Was just flicking through some sites and found this comparison on PLB's, thought it was interesting http://www.gpsaustralia.net/forums/show ... php?t=5025. Also checked out KTi web site, still not available.
Mods, hope the link is ok, remove in necessary.


----------



## Revo

There are two parts of the 406MHz standard - one for EPIRBs and one for PLBs - and this results in significant differences. EPIRBs have a minimum continuous operation of 48 hours and float upright allowing them to be tied to something that isn't going to sink and left to float free using the water plane as a reflector to improve the propagation of the signal to the satellites. PLBs are only required to operate for a minimum of 24 hours continuously and are not required to float upright meaning that they have to be supported in some way to ensure that the antenna is clear of the water so that the signal can be transmitted. In the maritime market, there is a need for both EPIRBs and PLBs, particularly where Yachting Australia requires boats in category 1 and 2 (Sydney Hobart type races) offshore races to carry an EPIRB *and for each of the crew to carry a PLB*.

A PLB is not required to float, according to the Standard. However, my PLB does float in both fresh and salt water and is waterproof to submersion at 1m (I carry mine on my PFD). A PLB doesn't activate automatically (neither do all EPIRBs), I have to activate it. A PLB is not considered as a substitute for an EPIRB, and an EPIRB is required to be on any 8m+ (I understand this varies depending on your state) boat which is offshore 2 nautical miles or more.

I'm content with having a marine quality PLB instead of an EPIRB for the same reason that marine quality PLBs are recommended for boat crew when on deck - it's all about finding me if I go overboard regardless of where my yak may be. ;-) My PLB is registered with Australian Marine Safety Authority (AMSA) so they can find me - in exactly the same way they can find a boat with an EPIRB. 8)


----------



## ELM

What sort do you have Revo?


----------



## Feral

Any boat (registered or not, so that includes yaks) has to have an EPIRB more than 2 nautical miles off the Qld coast. 3 nautical miles and the Federal rules apply, which are more or less the same from memory.

========

Work to do:
**1.** Decide whether each statement below agrees with the PLB and EPIRB discussion, answering yes or no and quoting the deciding words of the discussion for each. (a) PLBs must operate continuously for at least 24 hours. (b) The Standard requires a PLB to float. (c) Revo's PLB activates automatically.
**2.** Resume the PLB and EPIRB discussion after its final sentence.

Provided information:

========

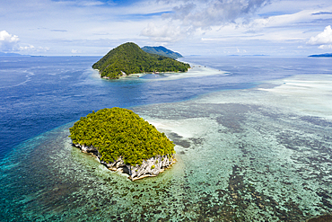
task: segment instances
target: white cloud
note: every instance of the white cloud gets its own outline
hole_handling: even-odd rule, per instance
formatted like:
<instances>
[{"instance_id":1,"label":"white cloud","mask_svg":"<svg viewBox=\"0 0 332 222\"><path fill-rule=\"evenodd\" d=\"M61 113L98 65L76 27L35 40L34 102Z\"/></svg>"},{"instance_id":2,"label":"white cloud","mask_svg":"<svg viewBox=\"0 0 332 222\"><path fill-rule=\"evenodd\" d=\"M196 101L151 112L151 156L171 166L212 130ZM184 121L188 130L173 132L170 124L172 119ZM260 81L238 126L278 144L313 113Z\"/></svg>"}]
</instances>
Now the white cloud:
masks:
<instances>
[{"instance_id":1,"label":"white cloud","mask_svg":"<svg viewBox=\"0 0 332 222\"><path fill-rule=\"evenodd\" d=\"M323 32L320 32L317 36L311 37L307 42L310 45L328 45L332 44L332 29L330 25L325 27ZM323 46L319 46L322 49Z\"/></svg>"},{"instance_id":2,"label":"white cloud","mask_svg":"<svg viewBox=\"0 0 332 222\"><path fill-rule=\"evenodd\" d=\"M156 26L154 23L150 22L142 31L141 35L150 37L150 39L157 42L171 42L184 39L188 31L188 30L181 29L179 26L171 24Z\"/></svg>"},{"instance_id":3,"label":"white cloud","mask_svg":"<svg viewBox=\"0 0 332 222\"><path fill-rule=\"evenodd\" d=\"M194 0L179 1L174 13L167 17L180 21L184 25L206 29L249 19L258 9L269 4L269 0Z\"/></svg>"},{"instance_id":4,"label":"white cloud","mask_svg":"<svg viewBox=\"0 0 332 222\"><path fill-rule=\"evenodd\" d=\"M17 35L9 34L6 31L0 31L0 50L13 50L19 41Z\"/></svg>"}]
</instances>

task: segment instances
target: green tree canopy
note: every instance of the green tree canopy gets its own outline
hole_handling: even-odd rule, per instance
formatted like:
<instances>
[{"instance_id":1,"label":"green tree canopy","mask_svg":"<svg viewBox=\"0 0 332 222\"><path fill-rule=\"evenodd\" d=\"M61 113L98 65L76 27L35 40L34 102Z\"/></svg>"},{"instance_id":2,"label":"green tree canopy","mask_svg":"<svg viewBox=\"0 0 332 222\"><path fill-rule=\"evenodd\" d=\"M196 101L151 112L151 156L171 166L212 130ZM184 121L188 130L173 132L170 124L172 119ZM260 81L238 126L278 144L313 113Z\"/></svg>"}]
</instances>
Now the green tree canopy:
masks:
<instances>
[{"instance_id":1,"label":"green tree canopy","mask_svg":"<svg viewBox=\"0 0 332 222\"><path fill-rule=\"evenodd\" d=\"M187 72L190 66L173 58L144 52L133 42L110 50L92 68L99 69L101 77L118 78L123 75L149 72Z\"/></svg>"},{"instance_id":2,"label":"green tree canopy","mask_svg":"<svg viewBox=\"0 0 332 222\"><path fill-rule=\"evenodd\" d=\"M92 111L69 129L74 144L93 146L106 163L119 156L125 164L141 164L157 155L175 154L174 144L134 111L114 107Z\"/></svg>"}]
</instances>

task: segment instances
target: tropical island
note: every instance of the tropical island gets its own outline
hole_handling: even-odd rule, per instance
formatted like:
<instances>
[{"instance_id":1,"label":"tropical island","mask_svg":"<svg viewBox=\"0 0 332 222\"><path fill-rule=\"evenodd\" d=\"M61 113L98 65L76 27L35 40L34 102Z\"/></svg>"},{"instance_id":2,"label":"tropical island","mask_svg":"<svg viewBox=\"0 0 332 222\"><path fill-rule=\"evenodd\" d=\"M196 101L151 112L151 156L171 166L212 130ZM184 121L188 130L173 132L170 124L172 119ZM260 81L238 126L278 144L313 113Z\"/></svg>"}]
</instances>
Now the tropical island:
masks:
<instances>
[{"instance_id":1,"label":"tropical island","mask_svg":"<svg viewBox=\"0 0 332 222\"><path fill-rule=\"evenodd\" d=\"M139 73L187 72L189 64L144 51L133 42L122 44L93 64L102 78L118 79Z\"/></svg>"},{"instance_id":2,"label":"tropical island","mask_svg":"<svg viewBox=\"0 0 332 222\"><path fill-rule=\"evenodd\" d=\"M179 54L179 52L174 52L172 50L170 50L164 48L163 46L156 46L156 47L144 46L142 48L142 49L150 54L156 54L159 56L169 57L174 59L177 59L179 58L183 58L182 55Z\"/></svg>"},{"instance_id":3,"label":"tropical island","mask_svg":"<svg viewBox=\"0 0 332 222\"><path fill-rule=\"evenodd\" d=\"M174 144L134 111L114 107L92 111L69 129L73 145L92 153L132 181L156 176L175 163Z\"/></svg>"}]
</instances>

========

Responses by task:
**1.**
(a) Yes: "PLBs are only required to operate for a minimum of 24 hours continuously"
(b) No: "A PLB is not required to float, according to the Standard."
(c) No: "A PLB doesn't activate automatically (neither do all EPIRBs), I have to activate it."

**2.**
----------



## Revo

ELM said:


> What sort do you have Revo?


Hi Elm - I have the Accusat MT410G. I chose the G model 'cos of the 45m accuracy - much better than the nonG model which provides 5km accuracy. In my view if I have to use it, I want to be found as quickly as possible! ;-) Other features include 7 year battery life, high visibility strobe light, no warm up period - sends signal as soon as switched on, sealed waterproof design (exceeds IP67), and light and compact.



Feral said:


> Any boat (registered or not, so that includes yaks) has to have an EPIRB more than 2 nautical miles off the Qld coast. 3 nautical miles and the Federal rules apply, which are more or less the same from memory.


Yeah Feral, correct. It's good to see that, at the point of sale, retailers are starting to make this clear. Some state regulations are very clear in relation to kayaks, however others are less clear about safety gear requirements.

My personal choice about PLB vs EPIRB is to go with a PLB for these reasons:

1. To date, my trips beyond 2 nm from shore are only 3 or 4 times a year. If I get caught out by having only a PLB, I'll have to accept that consequence.  
2. No matter whether I activate an EPIRB or a PLB, the AMSA authorities will know about it and arrange a rescue - they do not discriminate between an EPIRB or a PLB in terms of deciding whether to arrange the rescue or not. That's the insurance of having either with you.  
3. For me, I consider that a PLB is more appropriate for a yakfishing situation. I want the device to be with me (whether I am sitting on the yak or I've somehow ended up in the water and separated from the yak) so that I can activate it. I realise that the aerial has to be above the water but I can attach it to my PFD so that I don't have to hold it with my hands all the time. 
4. It's also a useful safety device to have with me on 4WD trips and bushwalking.


----------



## MrFaulty

I wonder if we organised say 20 paople who wanted to purchase one of the PLB and spoke direct to GMC if we could organise something which would make them more affordable?? who wants one - I don't mind corresponding with GMC if we get numbers as i am best at BS


----------



## mattyoga

I contacted the WA authorities asking for a derogation on the requirements for an EPIRB saying a PLB was more appropriate for a fishing kayaker and they did not grant it, saying that the Epirb should be fixed to the outside of your yak like other sea kayakers.

So I've now got an epirb as I often go out wide and have been out wide in some remote areas - I have it strapped to the inside of my crate with some bungee so I can grab it if quickly needed. I've also thought about leashing it to myself when sailing the yak solo in remote locations where there are few water users about- a question of balancing the risk of getting tangled in the leash vs the risk of becoming detached from your yak and it sailing away (unlikely I know - but epirbs are all about covering the unlikely situations as a last line of defence).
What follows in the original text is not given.